[Begin RECORDS TO PROCESS]

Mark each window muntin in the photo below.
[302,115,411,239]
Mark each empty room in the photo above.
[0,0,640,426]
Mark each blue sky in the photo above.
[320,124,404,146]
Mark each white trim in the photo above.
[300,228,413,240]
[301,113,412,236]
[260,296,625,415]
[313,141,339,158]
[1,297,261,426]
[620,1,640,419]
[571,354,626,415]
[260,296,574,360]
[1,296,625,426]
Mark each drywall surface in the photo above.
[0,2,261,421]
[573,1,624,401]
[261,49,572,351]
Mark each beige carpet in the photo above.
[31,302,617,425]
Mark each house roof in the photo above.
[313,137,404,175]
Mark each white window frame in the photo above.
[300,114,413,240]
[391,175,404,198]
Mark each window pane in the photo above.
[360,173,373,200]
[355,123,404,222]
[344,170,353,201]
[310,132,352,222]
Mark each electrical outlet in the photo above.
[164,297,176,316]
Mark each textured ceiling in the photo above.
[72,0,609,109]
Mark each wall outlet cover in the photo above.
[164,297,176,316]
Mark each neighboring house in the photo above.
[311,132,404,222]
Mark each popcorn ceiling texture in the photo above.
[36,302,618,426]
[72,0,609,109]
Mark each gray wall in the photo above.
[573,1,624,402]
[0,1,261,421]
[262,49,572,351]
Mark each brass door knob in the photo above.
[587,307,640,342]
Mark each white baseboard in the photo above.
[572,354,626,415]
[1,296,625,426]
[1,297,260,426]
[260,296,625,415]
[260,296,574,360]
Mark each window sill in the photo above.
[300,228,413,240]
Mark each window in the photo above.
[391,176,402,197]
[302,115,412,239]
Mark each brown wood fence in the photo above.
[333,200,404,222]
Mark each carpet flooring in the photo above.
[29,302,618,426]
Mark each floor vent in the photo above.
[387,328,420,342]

[End RECORDS TO PROCESS]

### WHAT TO DO
Reproduce every one of the entries above word for word, from first to last.

### ANSWER
Mark each window muntin in the photo below.
[302,115,411,239]
Mark each empty room in the photo above.
[0,0,640,426]
Mark each blue sky in the photo above.
[320,124,404,146]
Mark each white trim in the photo above.
[300,228,413,240]
[301,113,412,236]
[260,296,625,415]
[313,141,339,158]
[1,297,261,426]
[620,1,640,419]
[571,354,626,415]
[260,296,574,360]
[1,296,625,426]
Mark each drywall surface in the photo above.
[0,2,261,421]
[573,1,624,401]
[261,49,572,351]
Mark each beige carpet in the photo above.
[31,302,617,425]
Mark each house roof in the photo above.
[313,137,404,175]
Mark each white window frame in the photo above.
[300,114,413,240]
[391,175,404,198]
Mark each window pane in the photo above.
[360,173,373,200]
[355,123,404,222]
[344,170,353,201]
[310,132,352,222]
Mark each electrical outlet in the photo above.
[164,297,176,316]
Mark each textured ceiling in the photo above.
[72,0,609,109]
Mark each wall outlet cover in the photo above.
[164,297,176,316]
Mark each neighboring house in the photo above.
[311,132,404,222]
Mark each popcorn ceiling texture in the photo above.
[36,302,618,426]
[72,0,609,109]
Mark each gray wall in the photo above.
[573,1,624,402]
[0,1,261,421]
[262,49,572,351]
Mark each brass door knob in the photo above.
[587,307,640,342]
Mark each white baseboard in the photo above.
[572,354,626,415]
[1,296,625,426]
[1,297,260,426]
[260,296,625,415]
[260,296,574,360]
Mark each window sill in the photo above.
[300,228,413,240]
Mark each window in the photo above.
[391,176,402,197]
[302,115,412,239]
Mark each brown wood fence in the photo above.
[333,200,404,222]
Mark each carpet flooring in the photo above.
[29,302,618,426]
Mark each floor vent in the photo above.
[387,328,420,342]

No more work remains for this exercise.